***** DATA FOR THE TASK *****

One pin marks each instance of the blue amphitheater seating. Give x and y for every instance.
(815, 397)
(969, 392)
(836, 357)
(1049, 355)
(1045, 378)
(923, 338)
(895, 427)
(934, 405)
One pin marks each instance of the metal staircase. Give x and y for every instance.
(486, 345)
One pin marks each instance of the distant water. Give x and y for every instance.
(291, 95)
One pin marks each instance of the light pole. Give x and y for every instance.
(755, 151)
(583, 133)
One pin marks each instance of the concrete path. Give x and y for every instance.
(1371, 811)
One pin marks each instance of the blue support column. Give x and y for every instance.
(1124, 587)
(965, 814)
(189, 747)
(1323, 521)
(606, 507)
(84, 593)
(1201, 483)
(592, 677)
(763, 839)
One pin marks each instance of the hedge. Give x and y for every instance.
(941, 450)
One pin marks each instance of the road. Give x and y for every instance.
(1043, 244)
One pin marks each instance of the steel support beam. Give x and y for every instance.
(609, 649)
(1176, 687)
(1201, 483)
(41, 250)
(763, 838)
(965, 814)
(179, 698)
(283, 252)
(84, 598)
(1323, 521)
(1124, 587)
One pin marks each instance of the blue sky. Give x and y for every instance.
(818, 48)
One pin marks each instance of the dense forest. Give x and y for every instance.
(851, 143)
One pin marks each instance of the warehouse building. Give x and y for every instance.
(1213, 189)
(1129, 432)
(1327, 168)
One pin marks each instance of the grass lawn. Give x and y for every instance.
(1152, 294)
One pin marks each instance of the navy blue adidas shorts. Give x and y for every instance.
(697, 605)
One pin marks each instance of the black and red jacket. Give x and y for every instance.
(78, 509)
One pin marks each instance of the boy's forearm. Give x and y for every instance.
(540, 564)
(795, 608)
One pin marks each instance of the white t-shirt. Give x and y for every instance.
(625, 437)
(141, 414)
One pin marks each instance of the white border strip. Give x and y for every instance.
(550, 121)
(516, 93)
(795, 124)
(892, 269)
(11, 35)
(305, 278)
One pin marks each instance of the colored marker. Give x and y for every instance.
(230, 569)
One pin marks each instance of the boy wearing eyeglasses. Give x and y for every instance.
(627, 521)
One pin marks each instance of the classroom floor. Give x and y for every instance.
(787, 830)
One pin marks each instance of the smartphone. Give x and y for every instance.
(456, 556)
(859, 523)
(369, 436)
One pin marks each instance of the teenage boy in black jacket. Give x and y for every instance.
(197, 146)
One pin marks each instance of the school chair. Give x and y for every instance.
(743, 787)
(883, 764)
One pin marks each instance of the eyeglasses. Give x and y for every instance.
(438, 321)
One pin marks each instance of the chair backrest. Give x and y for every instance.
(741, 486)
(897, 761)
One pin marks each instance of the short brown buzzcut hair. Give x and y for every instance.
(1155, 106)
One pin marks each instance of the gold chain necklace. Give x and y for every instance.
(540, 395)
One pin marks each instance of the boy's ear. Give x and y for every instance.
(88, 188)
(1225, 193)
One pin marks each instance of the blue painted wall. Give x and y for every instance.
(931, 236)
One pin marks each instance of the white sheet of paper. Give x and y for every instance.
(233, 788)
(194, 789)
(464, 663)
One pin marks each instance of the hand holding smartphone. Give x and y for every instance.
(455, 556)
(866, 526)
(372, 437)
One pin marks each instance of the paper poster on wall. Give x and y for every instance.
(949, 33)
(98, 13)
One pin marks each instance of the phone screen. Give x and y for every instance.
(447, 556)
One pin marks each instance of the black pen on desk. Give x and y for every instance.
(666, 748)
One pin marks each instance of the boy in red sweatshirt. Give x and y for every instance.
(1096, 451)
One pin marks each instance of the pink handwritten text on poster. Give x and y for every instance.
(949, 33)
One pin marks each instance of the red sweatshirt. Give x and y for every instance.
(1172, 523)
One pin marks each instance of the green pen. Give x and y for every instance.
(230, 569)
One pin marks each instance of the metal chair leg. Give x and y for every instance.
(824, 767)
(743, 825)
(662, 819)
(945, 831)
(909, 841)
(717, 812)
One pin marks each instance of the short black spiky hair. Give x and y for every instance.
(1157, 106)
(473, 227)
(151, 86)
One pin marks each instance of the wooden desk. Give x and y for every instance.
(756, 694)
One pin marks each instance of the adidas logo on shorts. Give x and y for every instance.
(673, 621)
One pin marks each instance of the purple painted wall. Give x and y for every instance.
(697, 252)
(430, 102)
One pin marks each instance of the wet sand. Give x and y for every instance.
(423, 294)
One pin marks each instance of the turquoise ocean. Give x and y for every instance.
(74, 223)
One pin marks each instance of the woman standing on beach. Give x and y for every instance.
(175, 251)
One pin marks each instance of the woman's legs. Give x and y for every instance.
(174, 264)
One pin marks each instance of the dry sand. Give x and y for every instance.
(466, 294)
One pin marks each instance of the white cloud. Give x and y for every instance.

*****

EXERCISE AIM: Please transcribe each entry exactly, keeping every word as it is.

TASK SOLUTION:
One pin marks each instance of the blue amphitheater seating. Give x and y for every instance.
(815, 397)
(969, 392)
(836, 357)
(1049, 355)
(1045, 378)
(923, 338)
(895, 427)
(934, 405)
One pin marks each instance of the metal staircase. Give x and y for every instance.
(486, 345)
One pin marks each instance of the distant water. Give x and y for every instance.
(291, 95)
One pin marks each instance of the light pole. Give x and y for every instance.
(755, 151)
(583, 133)
One pin marks each instance of the concrete path. Give x and y for every instance.
(1371, 811)
One pin marks each instance of the blue support column. Give x and y for every instance.
(1124, 587)
(965, 814)
(189, 747)
(1323, 521)
(606, 507)
(84, 593)
(1201, 483)
(592, 677)
(763, 839)
One pin marks each instance of the hedge. Give x and y for every instance.
(941, 450)
One pin marks each instance of the road. Give x and y for every instance.
(1043, 244)
One pin marks each instance of the steel support beam. Give x and y for every instance.
(609, 649)
(1176, 687)
(1201, 483)
(41, 250)
(763, 838)
(965, 814)
(179, 698)
(283, 252)
(84, 598)
(1323, 521)
(1124, 587)
One pin marks each instance of the blue sky. Give x and y for every instance.
(818, 48)
One pin marks each instance of the dense forest. Give x and y for every instance.
(851, 143)
One pin marks each instance of the warehouse building. Give x and y for every instance.
(1213, 189)
(1129, 432)
(1327, 168)
One pin marks each instance of the grass lawn. Give x and y for every instance.
(1152, 294)
One pin marks each instance of the navy blue adidas shorts. Give x and y for every instance.
(697, 605)
One pin marks each instance of the black and red jacket. Give x and y for every instance.
(78, 509)
One pin marks each instance of the boy's forearm. Give x and y for every instance.
(540, 564)
(795, 608)
One pin marks each instance of the white t-shirt. Give x and y for every instance.
(625, 437)
(141, 414)
One pin marks each instance of the white border strip. Give x and y for every instance.
(550, 121)
(516, 93)
(795, 124)
(892, 269)
(11, 35)
(305, 278)
One pin marks each instance of the colored marker. Give x and y for every instance.
(230, 569)
One pin marks each instance of the boy wearing eyeglasses. Give x and y for every instance.
(627, 521)
One pin marks each instance of the classroom floor. Give x and y for every instance.
(787, 830)
One pin marks each instance of the smartphone. Give x and y for every instance.
(456, 556)
(859, 523)
(369, 436)
One pin marks each instance of the teenage boy in black jacket. Give x and y for every instance.
(197, 146)
One pin marks each instance of the school chair. Give x and y for every instance.
(743, 787)
(883, 764)
One pin marks each instance of the eyeglasses. Give x and y for every instance.
(438, 321)
One pin marks each instance of the chair backrest. Give x and y for every instance.
(741, 486)
(897, 761)
One pin marks each instance of the short brown buzzcut hair. Give x and y for every instance.
(1155, 106)
One pin marks each instance of the gold chain necklace. Give x and y for every instance.
(540, 395)
One pin marks each instance of the boy's ear. Give x and y for every instance.
(88, 188)
(1225, 193)
One pin marks each instance of the blue painted wall. Give x and y for every instance.
(931, 236)
One pin marks each instance of the white sheet of paper. Give x and y for every instance.
(233, 788)
(194, 789)
(464, 663)
One pin marks each instance of the hand holding smartphone. Give x and y for every instance.
(455, 556)
(866, 526)
(372, 437)
One pin marks each instance of the paper poster on wall. Give x and y for every instance.
(949, 33)
(98, 13)
One pin marks each instance of the phone screen. Give x and y for every instance.
(447, 556)
One pin marks each instance of the black pen on desk. Give x and y for every instance.
(666, 748)
One pin marks each instance of the boy in red sweatshirt. Give x and y for every instance.
(1096, 451)
One pin marks each instance of the pink handwritten text on poster. Give x and y for every instance.
(949, 33)
One pin marks each instance of the red sweatshirt. Give x and y for every instance.
(1172, 523)
One pin marks each instance of the green pen. Give x and y for every instance.
(230, 569)
One pin marks each instance of the metal chair leg. Give x and y for every instance.
(824, 767)
(743, 825)
(662, 819)
(945, 831)
(909, 841)
(717, 812)
One pin marks each instance of the short black spiky hair. Give x and y for every instance.
(1157, 106)
(473, 227)
(151, 86)
One pin marks each instance of the wooden desk. Give x and y for every instance.
(756, 694)
One pin marks each instance of the adidas logo on shorts. Give x and y for every instance.
(673, 621)
One pin marks each instance of the purple painted wall. Give x and y for every instance.
(697, 252)
(430, 102)
One pin marks each instance of the wet sand. Give x and y for every instance.
(423, 294)
One pin marks each instance of the turquoise ocean. Give x and y for every instance.
(74, 223)
One pin marks each instance of the woman standing on beach. Give x and y for every instance.
(175, 251)
One pin marks each instance of the woman's legs. Give x and y for every instance.
(174, 264)
One pin marks each instance of the dry sand. Give x and y for every instance.
(466, 294)
One pin marks each instance of the white cloud. Give x and y for every instance.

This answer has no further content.